━━ READING TEXT

Posted in Characters, Writing

A Study in Archetypes: The Hero

Most writers – and readers – are familiar with Joseph Campbell’s Hero’s Journey, the universal plot that most famous works faithfully follow. Today I want to take a look at the characters that drive the journey: the archetypes that Campbell identified in the myths and legends he studied. From studying the universal archetypes, I hope I can make my own characters more successful. I’ve compiled what I’ve found and learned in my own reading here. I hope it’s helpful!

The Hero

Definition: The hero is the protagonist, the person the reader follows through the story. Pretty self-explanatory.

Characteristics

  • Heroes embody the values of their culture. They are the prototypes of the society of their Ordinary World, and even if they’re leaders, they represent the ordinary people of their world. This may change by the end of the story: in fact, it should.
  • Heroes are dynamic. In other words, they change. They may be their home’s favorite poster boy at the beginning, but by the end they may have learned to rebel against tradition. The Hero’s Journey changes the protagonist.

━━━━
━━ STORED DATA

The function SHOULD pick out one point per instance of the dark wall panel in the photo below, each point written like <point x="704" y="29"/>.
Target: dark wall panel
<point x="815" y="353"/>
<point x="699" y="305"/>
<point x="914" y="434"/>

━━━━

• **LIST OF TASKS**:
- a) According to the article on the hero archetype, what do heroes embody?
- b) Extend the article on the hero archetype, picking up after its final sentence.
The listing is separate from the article on the hero archetype.

• **RESPONSES PER TASK**:
- a) Heroes embody the values of their culture.

- b)
  • Heroes have a flaw. The Hero can’t grow and change if they are initially flawless. The Hero must have some weakness that they have to get over in order to complete the Hero’s Journey.
  • Heroes are fully-developed, round characters. They are not two-dimensional stereotypes. While most stories contain the Hero archetype, not all protagonists are the same. That’s because the author fully develops their character instead of just recycling the archetype over and over again. The archetype is just a foundation for a character that you yourself must grow.

Examples

  • Harry Potter – Harry Potter
  • Luke Skywalker – Star Wars
  • Jane Eyre – Jane Eyre
  • Pretty much every mythological Hero
Jane Eyre is one of my favorite books, and also one of the better-known female leads who follow the Hero’s Journey.

DOS:

  • Make the Hero relatable. Readers must be able to sympathize with the protagonist if you want them to, you know, actually read your story.
  • Write an original Hero. We’ve seen enough gorgeous teen girls who think they’re too ugly for the brooding love interest; we’ve read enough noble dude-bros who were destined from birth to become High King of the Pseudo-Medieval Kingdom.
  • Change the Hero. The Hero absolutely must undergo some character change to be considered complex, and the Hero’s Journey simply isn’t the Hero’s Journey if the journey doesn’t affect the Hero. Your character arc can be any shape, but the Hero must undergo change.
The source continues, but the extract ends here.